[PROMPT] The task calls for each record to be given again unchanged, minus any pictures.

[RECORDS PROVIDED]
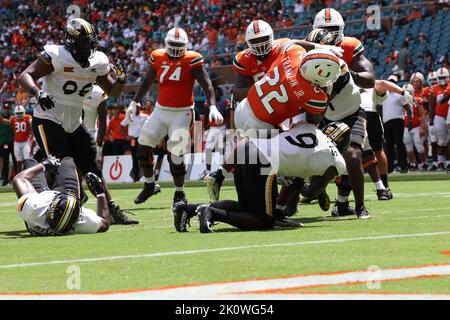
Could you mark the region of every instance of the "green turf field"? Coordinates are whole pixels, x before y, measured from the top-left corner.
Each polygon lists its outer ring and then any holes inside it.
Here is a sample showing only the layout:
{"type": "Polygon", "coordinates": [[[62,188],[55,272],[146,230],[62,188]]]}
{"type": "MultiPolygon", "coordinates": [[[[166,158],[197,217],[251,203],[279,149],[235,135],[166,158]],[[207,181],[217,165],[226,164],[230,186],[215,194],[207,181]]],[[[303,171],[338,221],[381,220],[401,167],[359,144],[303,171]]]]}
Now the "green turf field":
{"type": "MultiPolygon", "coordinates": [[[[444,174],[435,181],[393,181],[392,201],[377,201],[373,184],[366,183],[370,220],[333,219],[311,204],[301,206],[294,216],[304,228],[241,232],[221,224],[213,234],[200,234],[196,218],[188,233],[175,232],[172,188],[140,206],[133,203],[139,190],[114,189],[121,207],[140,220],[138,226],[112,226],[104,234],[33,238],[15,216],[15,195],[0,193],[0,292],[110,292],[371,266],[450,266],[450,256],[442,253],[450,250],[448,178],[444,174]],[[74,267],[80,272],[75,290],[68,285],[74,267]]],[[[334,199],[334,185],[328,192],[334,199]]],[[[204,187],[189,187],[186,193],[191,203],[207,201],[204,187]]],[[[235,199],[234,188],[225,186],[222,198],[235,199]]],[[[88,207],[94,208],[92,200],[88,207]]],[[[355,284],[311,291],[450,294],[449,281],[449,275],[438,275],[387,281],[377,289],[355,284]]]]}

[RESPONSE AREA]
Could you mark the region of every instance of the "green turf field"? Coordinates are whole pixels, x before y, measured from the top-left corner.
Each polygon lists its outer ring and then any holes inside it.
Here is a sample showing only the layout:
{"type": "Polygon", "coordinates": [[[62,188],[55,272],[146,230],[62,188]]]}
{"type": "MultiPolygon", "coordinates": [[[[166,158],[197,217],[251,203],[279,149],[235,135],[166,158]],[[207,181],[217,165],[226,164],[230,186],[215,194],[207,181]]],[[[303,171],[338,221],[381,220],[401,167],[359,144],[303,171]]]]}
Now the "green turf field":
{"type": "MultiPolygon", "coordinates": [[[[444,174],[435,181],[393,181],[392,201],[377,201],[373,184],[366,183],[370,220],[333,219],[311,204],[301,206],[294,216],[304,228],[241,232],[221,224],[213,234],[200,234],[196,218],[188,233],[175,232],[172,188],[140,206],[133,203],[139,190],[114,189],[121,207],[140,220],[138,226],[112,226],[104,234],[33,238],[15,216],[15,195],[0,193],[0,292],[110,292],[371,266],[450,266],[450,256],[442,253],[450,250],[448,178],[444,174]],[[74,267],[80,272],[75,290],[68,285],[74,267]]],[[[334,199],[334,185],[328,192],[334,199]]],[[[204,187],[189,187],[186,193],[191,203],[207,201],[204,187]]],[[[235,199],[234,188],[225,186],[222,198],[235,199]]],[[[88,207],[94,208],[92,200],[88,207]]],[[[355,284],[311,291],[450,294],[449,281],[449,275],[438,275],[387,281],[377,289],[355,284]]]]}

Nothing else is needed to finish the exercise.